Please write out the part of the USB Host Shield article below from "In the past, it" up to and including "Shield, sort of.", word for word.

**EXCERPTED TEXT:**
#####

USB Host Shield in a test fixture
[EDIT]This article covers revision 1 of the shield. Current revision (2.0.x) is slightly different and works under different software. The following test routine shall be used to test the board and generate test signals.[/EDIT]
Making electronic devices requires close interaction with parts – reversing supply polarity, overloading inputs, and inadvertently shorting pins with test leads. Consequently, occasional destroying of parts is natural and shall be anticipated. I have been in correspondence with several electronics enthusiasts helping them getting their shields fixed and since their problems look similar to what I see when doing post-manufacturing quality control I decided to share my testing procedure along with some pictures.
In the past, it was customary to include schematic with every electronic device documentation. Complex devices, such as oscilloscopes, spectrum analyzers and other test instruments used to have service manuals containing detailed calibration and repair procedures. At some point, service manuals and schematics disappeared from the documentation for various reasons – equipment users were left to deal with manufacturer’s support or rely on their own reverse engineering skills. With open source movement and general understanding that sharing information is beneficial, manufacturers resumed publishing schematic diagrams of their creations. This article presents next logical step – a service manual for Arduino USB Host Shield, sort of.

#####

**GIVEN ENTRIES:**

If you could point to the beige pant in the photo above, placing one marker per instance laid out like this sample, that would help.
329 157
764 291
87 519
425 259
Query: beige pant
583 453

#####

**ANSWER SECTION:**
In the past, it was customary to include schematic with every electronic device documentation. Complex devices, such as oscilloscopes, spectrum analyzers and other test instruments used to have service manuals containing detailed calibration and repair procedures. At some point, service manuals and schematics disappeared from the documentation for various reasons – equipment users were left to deal with manufacturer’s support or rely on their own reverse engineering skills. With open source movement and general understanding that sharing information is beneficial, manufacturers resumed publishing schematic diagrams of their creations. This article presents next logical step – a service manual for Arduino USB Host Shield, sort of.